Copy every line from the one with "TASK: localize house window" through the end of the items, including the task and format lines, but shift each box coordinate in the answers up by 29.

===== Material to process

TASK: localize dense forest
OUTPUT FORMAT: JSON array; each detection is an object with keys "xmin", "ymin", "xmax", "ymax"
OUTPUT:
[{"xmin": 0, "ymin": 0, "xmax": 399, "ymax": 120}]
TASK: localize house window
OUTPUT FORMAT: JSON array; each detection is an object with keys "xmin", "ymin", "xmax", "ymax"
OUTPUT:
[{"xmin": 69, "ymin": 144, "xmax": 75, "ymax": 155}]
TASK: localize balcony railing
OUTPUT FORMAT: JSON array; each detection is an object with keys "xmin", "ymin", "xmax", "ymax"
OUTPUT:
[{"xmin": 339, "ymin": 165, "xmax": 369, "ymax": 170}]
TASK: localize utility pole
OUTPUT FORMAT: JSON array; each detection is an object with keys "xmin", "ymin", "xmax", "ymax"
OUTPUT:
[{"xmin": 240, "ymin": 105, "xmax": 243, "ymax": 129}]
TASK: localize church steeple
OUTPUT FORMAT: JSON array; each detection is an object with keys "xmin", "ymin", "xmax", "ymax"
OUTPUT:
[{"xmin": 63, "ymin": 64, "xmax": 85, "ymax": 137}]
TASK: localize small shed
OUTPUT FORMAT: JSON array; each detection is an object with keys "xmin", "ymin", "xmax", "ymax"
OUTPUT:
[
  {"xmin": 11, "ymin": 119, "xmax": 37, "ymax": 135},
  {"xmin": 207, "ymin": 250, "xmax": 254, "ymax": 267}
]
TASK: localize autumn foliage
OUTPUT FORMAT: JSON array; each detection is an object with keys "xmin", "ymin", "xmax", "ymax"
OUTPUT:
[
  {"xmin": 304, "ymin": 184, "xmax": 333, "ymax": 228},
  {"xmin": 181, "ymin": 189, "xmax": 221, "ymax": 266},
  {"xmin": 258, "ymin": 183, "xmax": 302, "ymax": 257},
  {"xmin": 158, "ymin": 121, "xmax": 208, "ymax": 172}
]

==========

§ **Output for this exercise**:
TASK: localize house window
OUTPUT FORMAT: JSON array; each detection is an object with keys "xmin", "ymin", "xmax", "ymax"
OUTPUT:
[{"xmin": 98, "ymin": 173, "xmax": 104, "ymax": 184}]
TASK: localize balcony railing
OUTPUT FORMAT: JSON array; each detection is an object with keys "xmin", "ymin", "xmax", "ymax"
OUTPUT:
[{"xmin": 368, "ymin": 194, "xmax": 398, "ymax": 199}]
TASK: localize utility pole
OUTPUT FORMAT: JSON array; each detection is an object with keys "xmin", "ymin", "xmax", "ymax"
OUTPUT:
[{"xmin": 269, "ymin": 134, "xmax": 272, "ymax": 158}]
TASK: localize church steeple
OUTPUT FORMAT: JSON array; each detection is an object with keys "xmin", "ymin", "xmax", "ymax"
OUTPUT:
[{"xmin": 92, "ymin": 93, "xmax": 114, "ymax": 166}]
TASK: localize small shed
OUTPUT FORMAT: JSON array; each detection is an object with keys "xmin", "ymin", "xmax", "ymax"
OUTPUT:
[
  {"xmin": 40, "ymin": 148, "xmax": 66, "ymax": 164},
  {"xmin": 236, "ymin": 279, "xmax": 283, "ymax": 296}
]
TASK: localize autumn foliage
OUTPUT FORMAT: JSON array; each detection is an object with keys "xmin", "ymin", "xmax", "ymax"
OUTPUT:
[
  {"xmin": 333, "ymin": 213, "xmax": 362, "ymax": 257},
  {"xmin": 210, "ymin": 218, "xmax": 250, "ymax": 295},
  {"xmin": 287, "ymin": 212, "xmax": 331, "ymax": 286},
  {"xmin": 187, "ymin": 150, "xmax": 237, "ymax": 201}
]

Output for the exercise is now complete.